Do this.
Put every line of the material below into a Markdown table with the columns Row and Content, numbering each row and leaving out blank lines and pictures.

Records to use.
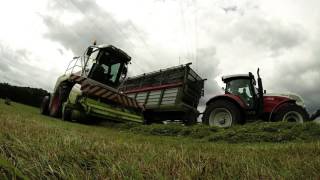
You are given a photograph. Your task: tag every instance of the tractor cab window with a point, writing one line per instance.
(241, 88)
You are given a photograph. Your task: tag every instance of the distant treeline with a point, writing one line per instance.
(24, 95)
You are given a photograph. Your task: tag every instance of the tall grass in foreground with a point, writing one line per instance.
(39, 147)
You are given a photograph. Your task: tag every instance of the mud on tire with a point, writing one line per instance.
(291, 113)
(222, 113)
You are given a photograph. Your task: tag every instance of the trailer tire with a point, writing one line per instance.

Solution to the problem.
| Row | Content |
|---|---|
| 1 | You are given a photograph. Your task: tag every instance of the tractor cab window with a point, writing one line per instance. |
| 2 | (241, 88) |
| 3 | You are given a photograph. Your task: tag every instance of the distant treeline with a point, writing one line per instance. |
| 4 | (24, 95) |
| 5 | You are given a photograph. Your task: tag every instance of the tall grass in foreground with a point, writing one line per instance. |
| 6 | (39, 147) |
| 7 | You are given a photograph. Your task: tag every instance of the mud on tire with a point, writing one line per instance. |
| 8 | (291, 113) |
| 9 | (222, 113) |
| 10 | You are given a photograph. Your task: tag every instance of the trailer tire with a point, writing one line per instance. |